_Input data:_

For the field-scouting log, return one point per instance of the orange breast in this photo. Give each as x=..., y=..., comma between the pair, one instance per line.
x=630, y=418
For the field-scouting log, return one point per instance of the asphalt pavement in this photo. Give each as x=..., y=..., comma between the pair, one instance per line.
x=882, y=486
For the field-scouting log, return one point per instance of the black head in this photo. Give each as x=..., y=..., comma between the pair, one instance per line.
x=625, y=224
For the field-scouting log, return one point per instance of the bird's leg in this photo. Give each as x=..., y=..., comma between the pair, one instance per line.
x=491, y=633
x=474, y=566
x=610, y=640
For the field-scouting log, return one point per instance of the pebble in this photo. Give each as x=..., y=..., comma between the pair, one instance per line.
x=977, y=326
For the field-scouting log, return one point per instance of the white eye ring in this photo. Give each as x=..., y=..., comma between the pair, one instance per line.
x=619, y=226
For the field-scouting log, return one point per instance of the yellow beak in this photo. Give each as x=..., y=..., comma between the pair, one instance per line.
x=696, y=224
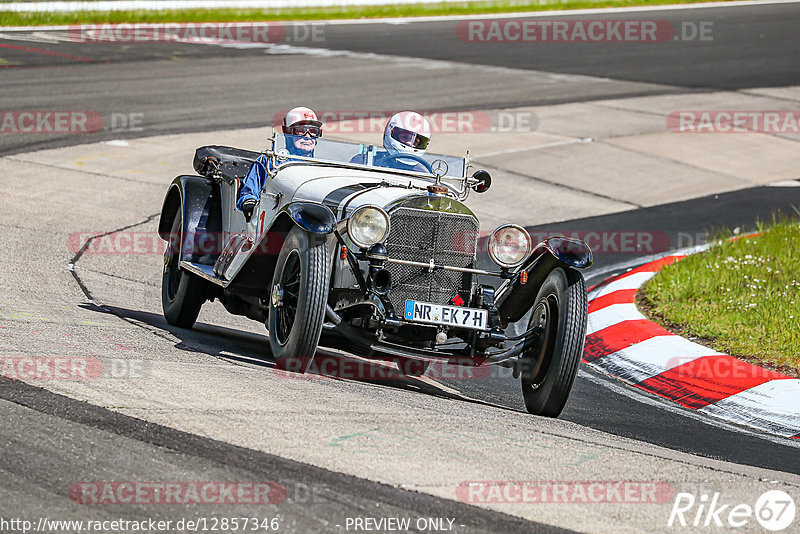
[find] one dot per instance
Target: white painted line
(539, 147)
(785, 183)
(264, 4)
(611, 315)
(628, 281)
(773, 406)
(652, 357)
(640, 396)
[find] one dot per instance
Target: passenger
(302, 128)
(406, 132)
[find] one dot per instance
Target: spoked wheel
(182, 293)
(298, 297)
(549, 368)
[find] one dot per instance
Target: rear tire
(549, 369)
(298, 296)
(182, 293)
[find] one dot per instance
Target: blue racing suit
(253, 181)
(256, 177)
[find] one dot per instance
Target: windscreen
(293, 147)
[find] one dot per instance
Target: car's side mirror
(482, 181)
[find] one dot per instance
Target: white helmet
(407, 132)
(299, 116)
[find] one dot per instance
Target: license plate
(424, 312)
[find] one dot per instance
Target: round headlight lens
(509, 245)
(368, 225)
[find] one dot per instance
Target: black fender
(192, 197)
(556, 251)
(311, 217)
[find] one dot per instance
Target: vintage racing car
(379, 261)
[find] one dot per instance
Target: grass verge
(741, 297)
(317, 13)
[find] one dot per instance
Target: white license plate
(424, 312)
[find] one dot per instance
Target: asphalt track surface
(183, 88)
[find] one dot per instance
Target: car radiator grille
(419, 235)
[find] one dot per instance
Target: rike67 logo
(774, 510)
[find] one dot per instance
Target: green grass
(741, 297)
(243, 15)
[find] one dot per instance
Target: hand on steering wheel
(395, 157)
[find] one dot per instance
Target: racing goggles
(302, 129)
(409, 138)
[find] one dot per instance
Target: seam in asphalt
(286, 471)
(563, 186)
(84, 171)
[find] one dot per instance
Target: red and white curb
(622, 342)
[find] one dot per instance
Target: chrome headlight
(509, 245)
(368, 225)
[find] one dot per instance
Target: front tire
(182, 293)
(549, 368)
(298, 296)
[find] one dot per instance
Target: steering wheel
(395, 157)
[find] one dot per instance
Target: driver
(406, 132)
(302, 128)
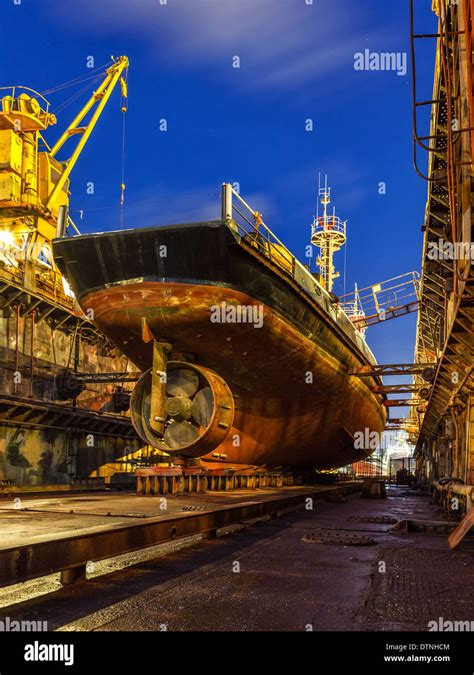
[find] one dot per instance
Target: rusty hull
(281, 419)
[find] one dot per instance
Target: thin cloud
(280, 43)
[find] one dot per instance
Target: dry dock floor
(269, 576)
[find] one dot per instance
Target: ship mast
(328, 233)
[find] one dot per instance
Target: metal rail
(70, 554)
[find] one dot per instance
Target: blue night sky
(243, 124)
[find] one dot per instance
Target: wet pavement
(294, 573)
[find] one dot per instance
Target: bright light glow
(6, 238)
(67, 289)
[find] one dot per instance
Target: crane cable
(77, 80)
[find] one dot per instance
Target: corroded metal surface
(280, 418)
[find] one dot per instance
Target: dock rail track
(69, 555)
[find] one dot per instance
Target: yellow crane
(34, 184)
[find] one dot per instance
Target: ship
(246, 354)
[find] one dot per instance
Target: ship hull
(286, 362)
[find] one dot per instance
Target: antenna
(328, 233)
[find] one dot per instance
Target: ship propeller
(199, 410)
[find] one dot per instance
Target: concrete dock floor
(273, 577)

* * *

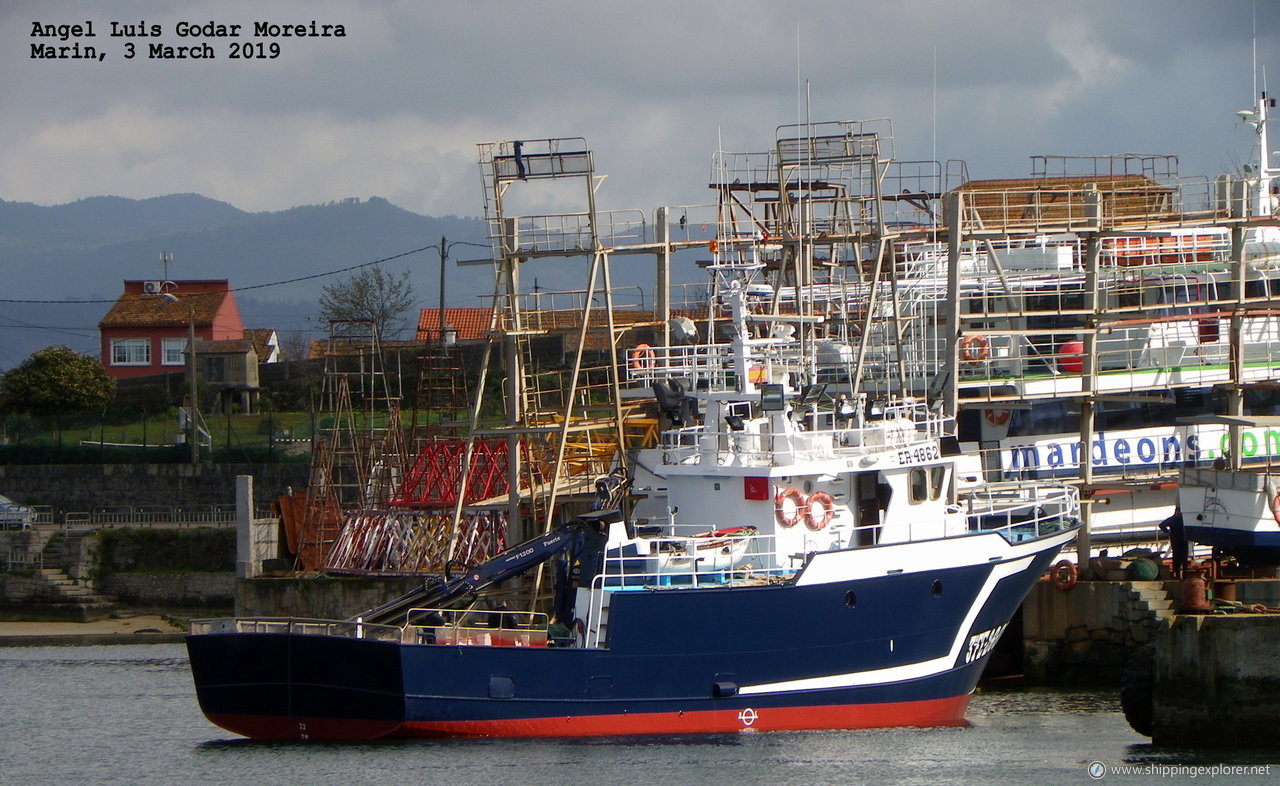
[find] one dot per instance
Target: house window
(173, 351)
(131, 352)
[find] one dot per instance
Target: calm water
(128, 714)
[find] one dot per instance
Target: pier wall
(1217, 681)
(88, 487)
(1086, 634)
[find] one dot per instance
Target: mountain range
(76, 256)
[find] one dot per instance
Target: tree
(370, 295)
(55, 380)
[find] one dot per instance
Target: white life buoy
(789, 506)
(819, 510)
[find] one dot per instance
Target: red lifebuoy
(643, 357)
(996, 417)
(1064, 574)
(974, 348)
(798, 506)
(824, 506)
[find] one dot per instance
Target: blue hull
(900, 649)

==

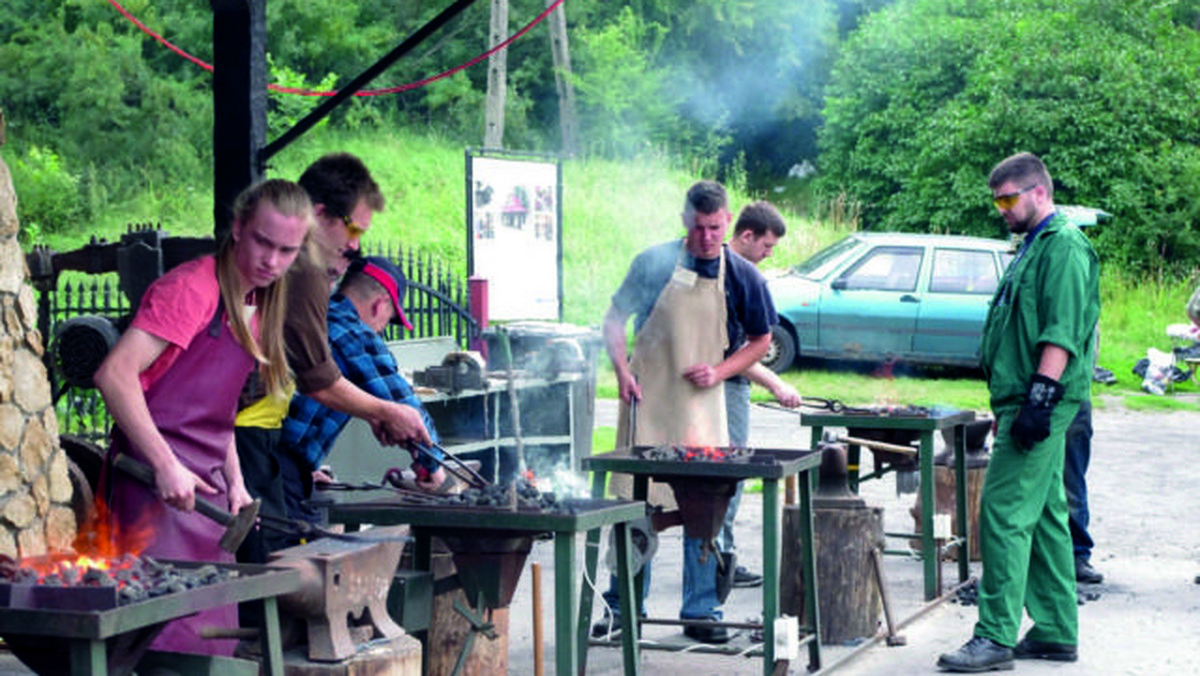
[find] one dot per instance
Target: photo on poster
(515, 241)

_Task:_
Convert the entries starting at the line containing "of the orange" and ending at the line containing "x=625, y=224" into a JSON list of strings, with one string per line and no blank lines.

_Solution to this exercise:_
[
  "For the field-scouting log, return one point per instance of the orange breast in this photo. Give each as x=..., y=..., comma between the pair, one instance per line.",
  "x=630, y=418",
  "For the field-scouting log, return one point per instance of the asphalt pavement in this photo. Give each as x=..., y=..., comma between the pair, one instance per line.",
  "x=882, y=486",
  "For the field-scouting log, return one point per instance of the black head in this photo. Give each as x=..., y=..., comma between the pair, one instance per line.",
  "x=625, y=224"
]